# [BRIEF]
Please copy the part of the entries that opens with the line containing "# point at: sky (one per instance)" and closes with the last line of the entries, swapping "grass" for "turf" and keeping everything else the same.

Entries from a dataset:
☆ ☆ ☆ ☆ ☆

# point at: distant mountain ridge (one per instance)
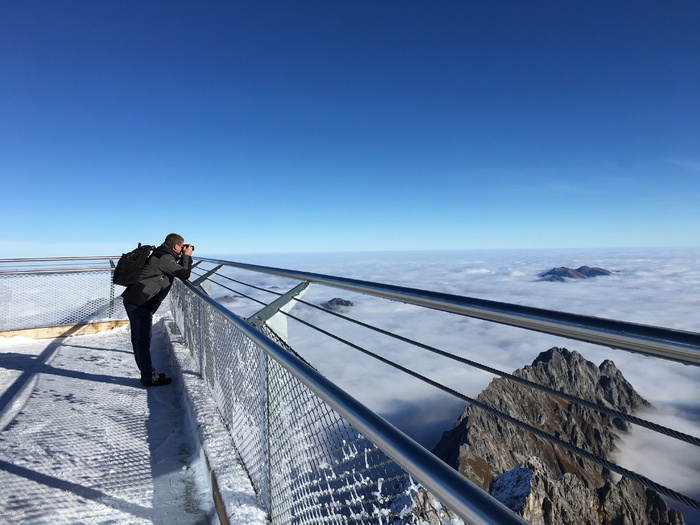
(584, 272)
(541, 481)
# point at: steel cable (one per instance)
(681, 436)
(642, 480)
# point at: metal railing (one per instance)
(50, 292)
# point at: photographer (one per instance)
(141, 300)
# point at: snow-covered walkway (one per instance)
(81, 441)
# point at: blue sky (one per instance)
(314, 125)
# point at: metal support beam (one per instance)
(203, 282)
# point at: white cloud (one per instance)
(657, 287)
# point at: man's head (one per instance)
(173, 240)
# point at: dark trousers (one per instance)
(141, 320)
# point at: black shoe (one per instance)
(159, 380)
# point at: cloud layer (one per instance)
(656, 287)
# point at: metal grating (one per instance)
(308, 464)
(58, 299)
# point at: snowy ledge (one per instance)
(232, 490)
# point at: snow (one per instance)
(81, 441)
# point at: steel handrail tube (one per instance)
(462, 496)
(53, 259)
(674, 345)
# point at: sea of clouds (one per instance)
(647, 286)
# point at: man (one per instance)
(141, 300)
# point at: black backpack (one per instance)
(128, 270)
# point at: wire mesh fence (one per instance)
(308, 464)
(59, 298)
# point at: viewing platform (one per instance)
(82, 441)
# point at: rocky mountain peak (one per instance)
(583, 272)
(484, 448)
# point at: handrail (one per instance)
(665, 343)
(61, 270)
(449, 486)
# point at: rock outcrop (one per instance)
(532, 491)
(536, 478)
(584, 272)
(337, 304)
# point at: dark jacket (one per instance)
(157, 277)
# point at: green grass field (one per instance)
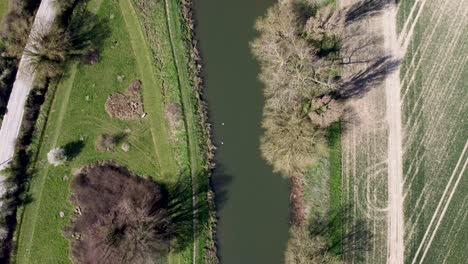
(434, 75)
(3, 7)
(77, 114)
(336, 199)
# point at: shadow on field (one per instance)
(19, 174)
(364, 9)
(374, 74)
(354, 240)
(183, 209)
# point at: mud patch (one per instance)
(127, 106)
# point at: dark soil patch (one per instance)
(126, 106)
(120, 218)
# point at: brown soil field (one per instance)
(434, 80)
(365, 135)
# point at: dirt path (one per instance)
(23, 84)
(185, 90)
(396, 225)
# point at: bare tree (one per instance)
(56, 156)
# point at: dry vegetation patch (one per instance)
(174, 116)
(120, 218)
(126, 106)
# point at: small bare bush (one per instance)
(56, 156)
(291, 143)
(173, 116)
(303, 248)
(106, 142)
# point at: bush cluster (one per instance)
(298, 52)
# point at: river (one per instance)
(253, 202)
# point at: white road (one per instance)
(396, 224)
(22, 86)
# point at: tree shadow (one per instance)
(361, 82)
(343, 239)
(120, 137)
(220, 182)
(88, 32)
(364, 9)
(73, 149)
(19, 174)
(190, 211)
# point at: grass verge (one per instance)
(3, 8)
(82, 119)
(336, 200)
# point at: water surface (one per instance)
(253, 202)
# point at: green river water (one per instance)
(253, 202)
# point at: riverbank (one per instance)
(127, 56)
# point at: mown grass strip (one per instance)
(151, 93)
(3, 8)
(31, 215)
(336, 201)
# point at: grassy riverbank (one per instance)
(3, 8)
(336, 221)
(77, 117)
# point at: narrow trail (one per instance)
(184, 86)
(25, 76)
(396, 225)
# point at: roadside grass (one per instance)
(336, 220)
(169, 39)
(77, 114)
(3, 8)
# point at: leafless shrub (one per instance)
(303, 248)
(297, 53)
(56, 156)
(122, 218)
(173, 116)
(105, 142)
(15, 32)
(291, 143)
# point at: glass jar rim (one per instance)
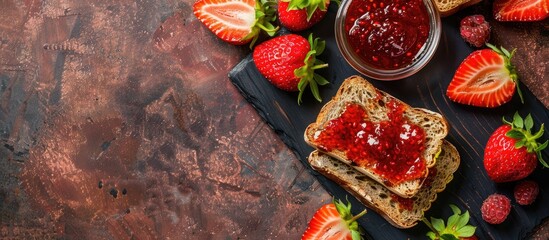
(421, 59)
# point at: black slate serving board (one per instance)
(469, 132)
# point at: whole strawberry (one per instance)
(333, 221)
(526, 192)
(475, 30)
(289, 61)
(495, 208)
(512, 151)
(298, 15)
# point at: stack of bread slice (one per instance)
(402, 204)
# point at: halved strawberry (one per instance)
(237, 21)
(485, 78)
(298, 15)
(521, 10)
(333, 221)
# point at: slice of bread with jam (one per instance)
(400, 212)
(382, 137)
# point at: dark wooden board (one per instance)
(470, 130)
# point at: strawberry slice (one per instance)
(521, 10)
(237, 21)
(485, 78)
(333, 221)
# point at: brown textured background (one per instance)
(117, 120)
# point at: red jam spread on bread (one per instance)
(392, 149)
(403, 203)
(387, 34)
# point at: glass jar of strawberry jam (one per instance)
(387, 39)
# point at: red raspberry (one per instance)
(526, 192)
(495, 208)
(475, 30)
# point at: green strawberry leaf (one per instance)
(453, 220)
(306, 72)
(520, 144)
(515, 134)
(355, 235)
(466, 231)
(528, 122)
(438, 224)
(517, 121)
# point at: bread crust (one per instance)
(376, 197)
(358, 90)
(449, 7)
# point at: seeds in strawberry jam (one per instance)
(387, 34)
(391, 148)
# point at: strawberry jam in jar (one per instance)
(391, 148)
(387, 39)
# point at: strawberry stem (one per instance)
(520, 131)
(306, 73)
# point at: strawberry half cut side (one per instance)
(237, 21)
(486, 78)
(521, 131)
(521, 10)
(333, 221)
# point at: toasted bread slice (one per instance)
(357, 90)
(449, 7)
(400, 212)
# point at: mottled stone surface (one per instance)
(117, 120)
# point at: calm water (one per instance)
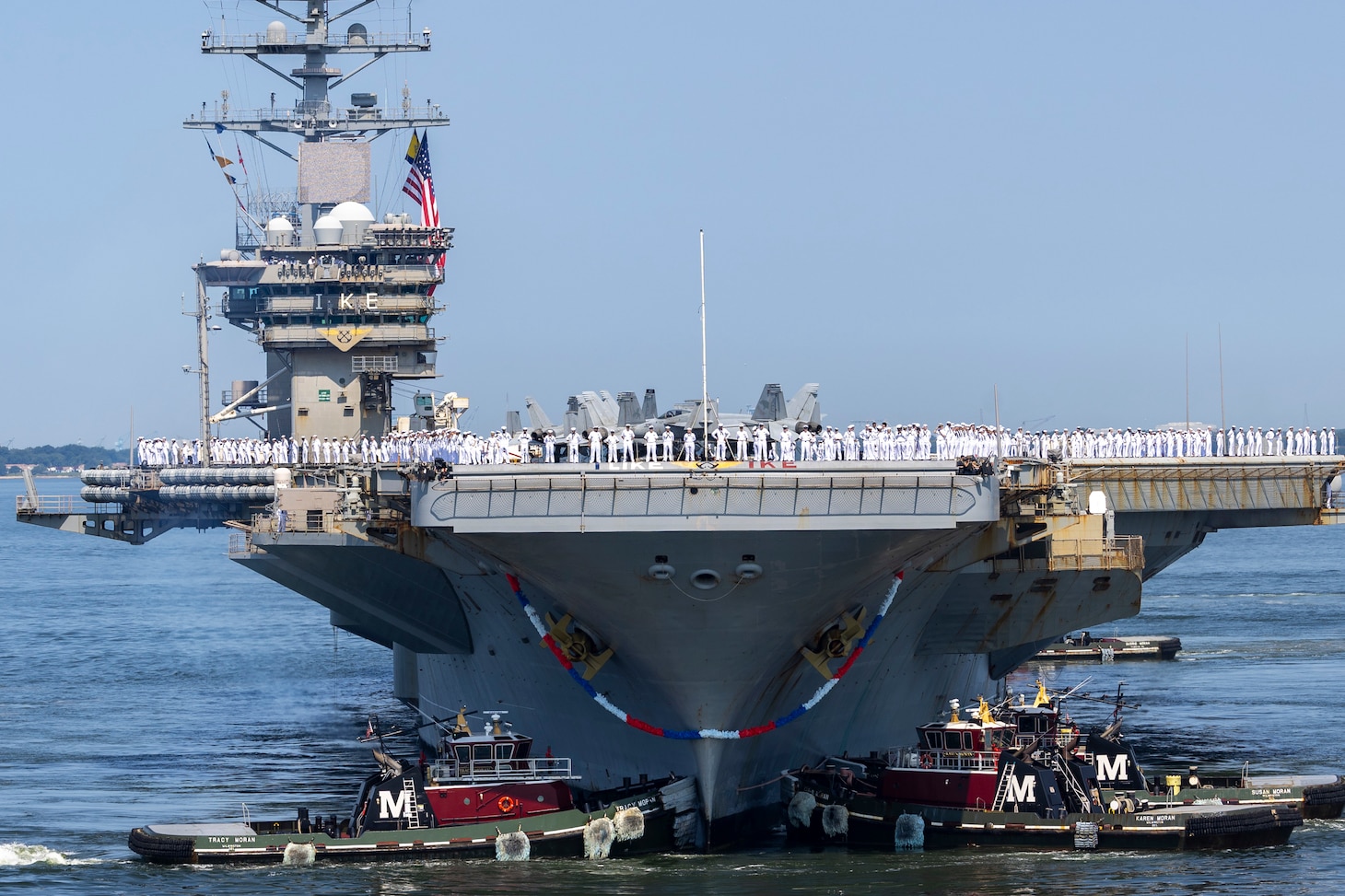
(169, 683)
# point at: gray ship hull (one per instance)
(781, 563)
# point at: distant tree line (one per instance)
(53, 456)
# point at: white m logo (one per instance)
(1111, 767)
(1021, 790)
(394, 805)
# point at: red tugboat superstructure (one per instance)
(494, 776)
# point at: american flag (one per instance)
(420, 186)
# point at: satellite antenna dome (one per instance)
(280, 232)
(327, 230)
(354, 219)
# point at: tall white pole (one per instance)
(204, 367)
(705, 384)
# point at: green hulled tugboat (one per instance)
(1013, 775)
(485, 796)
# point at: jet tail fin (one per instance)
(535, 416)
(771, 404)
(627, 409)
(801, 406)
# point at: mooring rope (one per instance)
(704, 733)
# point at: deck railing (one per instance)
(499, 770)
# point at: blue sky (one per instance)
(909, 204)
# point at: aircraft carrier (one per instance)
(724, 621)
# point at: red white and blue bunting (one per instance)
(705, 733)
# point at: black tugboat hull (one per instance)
(894, 826)
(553, 834)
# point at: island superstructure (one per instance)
(339, 301)
(717, 619)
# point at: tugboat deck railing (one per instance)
(929, 759)
(499, 770)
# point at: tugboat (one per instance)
(1008, 778)
(1120, 773)
(485, 796)
(1084, 646)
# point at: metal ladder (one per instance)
(412, 806)
(1000, 790)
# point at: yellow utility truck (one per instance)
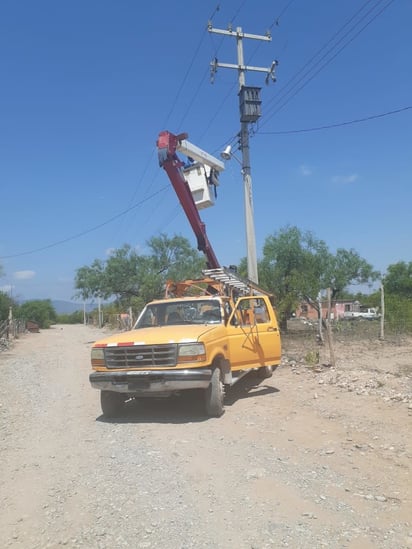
(205, 334)
(206, 341)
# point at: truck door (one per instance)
(253, 334)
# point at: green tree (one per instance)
(134, 279)
(297, 266)
(398, 280)
(5, 303)
(40, 311)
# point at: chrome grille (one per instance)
(141, 356)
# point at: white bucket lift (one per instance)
(202, 175)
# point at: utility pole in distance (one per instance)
(249, 105)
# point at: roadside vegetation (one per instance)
(295, 266)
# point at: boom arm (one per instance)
(167, 145)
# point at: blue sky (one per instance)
(88, 85)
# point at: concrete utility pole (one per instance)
(249, 103)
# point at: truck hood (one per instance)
(160, 334)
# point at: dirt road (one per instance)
(310, 458)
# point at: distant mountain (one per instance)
(68, 307)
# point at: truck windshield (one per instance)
(180, 312)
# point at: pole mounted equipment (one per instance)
(250, 111)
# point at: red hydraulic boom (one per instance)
(168, 144)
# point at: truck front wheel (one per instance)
(214, 395)
(264, 372)
(112, 403)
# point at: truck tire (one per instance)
(112, 403)
(264, 372)
(214, 395)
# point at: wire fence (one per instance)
(350, 331)
(9, 330)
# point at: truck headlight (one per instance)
(97, 356)
(191, 352)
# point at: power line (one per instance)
(287, 95)
(87, 231)
(338, 124)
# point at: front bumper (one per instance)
(150, 382)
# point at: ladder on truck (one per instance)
(233, 282)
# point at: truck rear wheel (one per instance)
(112, 403)
(214, 395)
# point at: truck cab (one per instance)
(182, 343)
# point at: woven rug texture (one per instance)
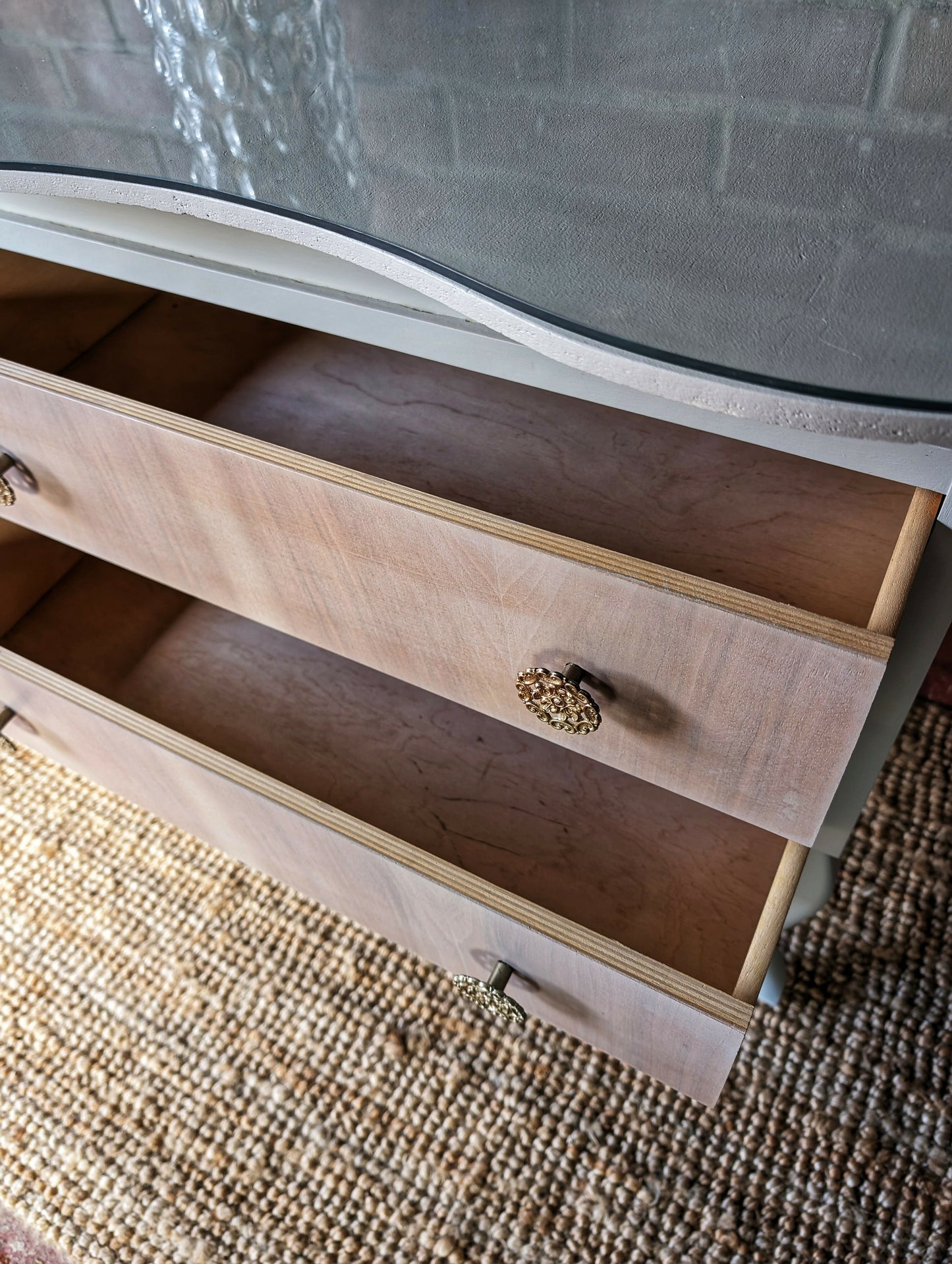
(199, 1066)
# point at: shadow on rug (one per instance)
(199, 1066)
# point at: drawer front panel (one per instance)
(665, 1024)
(750, 709)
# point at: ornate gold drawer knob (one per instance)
(8, 496)
(491, 995)
(555, 698)
(7, 715)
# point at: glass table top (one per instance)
(758, 187)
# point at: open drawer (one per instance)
(452, 531)
(632, 917)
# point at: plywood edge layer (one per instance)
(862, 641)
(682, 987)
(770, 921)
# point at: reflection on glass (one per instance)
(760, 186)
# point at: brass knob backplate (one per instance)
(490, 995)
(555, 698)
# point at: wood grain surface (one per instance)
(797, 531)
(639, 865)
(745, 704)
(51, 314)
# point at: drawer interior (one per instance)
(659, 873)
(766, 522)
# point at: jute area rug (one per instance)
(202, 1067)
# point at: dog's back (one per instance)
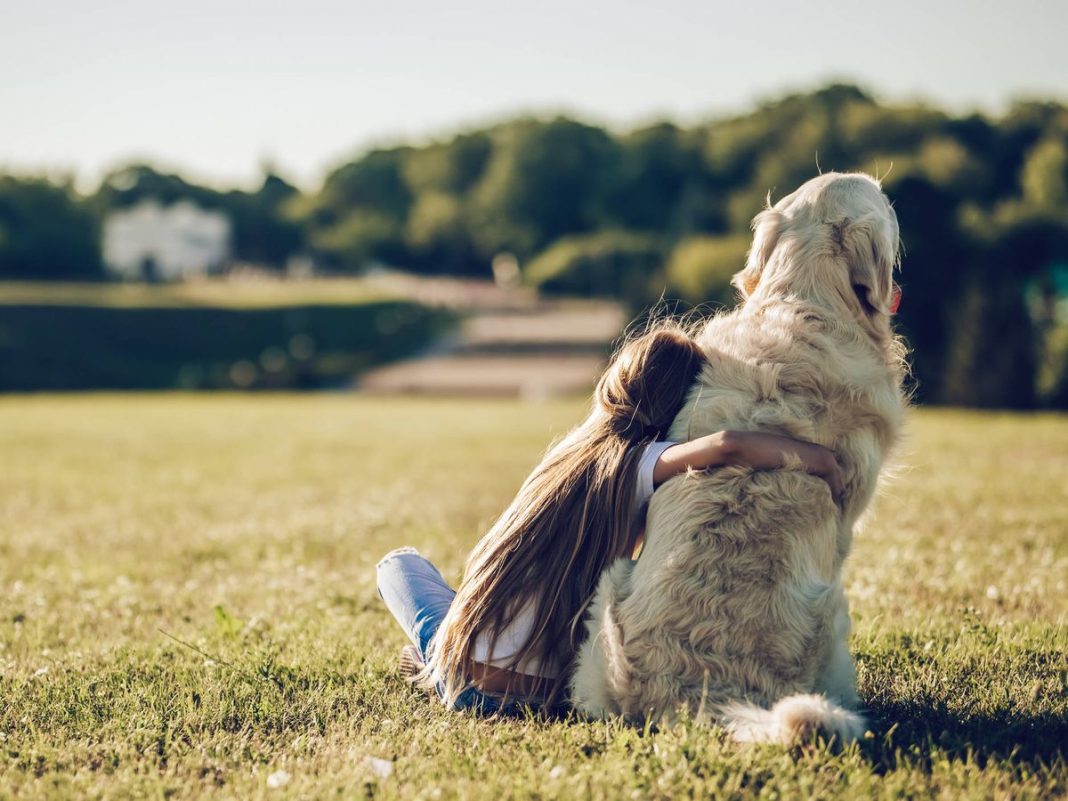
(737, 595)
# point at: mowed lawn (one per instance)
(248, 528)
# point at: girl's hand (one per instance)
(755, 450)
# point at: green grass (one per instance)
(249, 528)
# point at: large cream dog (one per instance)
(735, 610)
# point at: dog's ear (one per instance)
(766, 229)
(869, 248)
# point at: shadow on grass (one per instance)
(917, 729)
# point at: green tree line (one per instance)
(664, 210)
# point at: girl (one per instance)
(509, 634)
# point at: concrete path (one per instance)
(509, 343)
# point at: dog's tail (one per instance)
(794, 720)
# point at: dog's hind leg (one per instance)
(837, 676)
(601, 673)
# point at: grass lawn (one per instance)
(249, 528)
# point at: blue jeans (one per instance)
(418, 596)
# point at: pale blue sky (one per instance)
(214, 88)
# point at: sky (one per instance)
(216, 89)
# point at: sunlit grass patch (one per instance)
(188, 610)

☆ ☆ ☆ ☆ ☆

# [RESPONSE TO THIS TASK]
# point at: sky (one per instance)
(216, 89)
# point at: sunlit turf patch (one per instance)
(188, 610)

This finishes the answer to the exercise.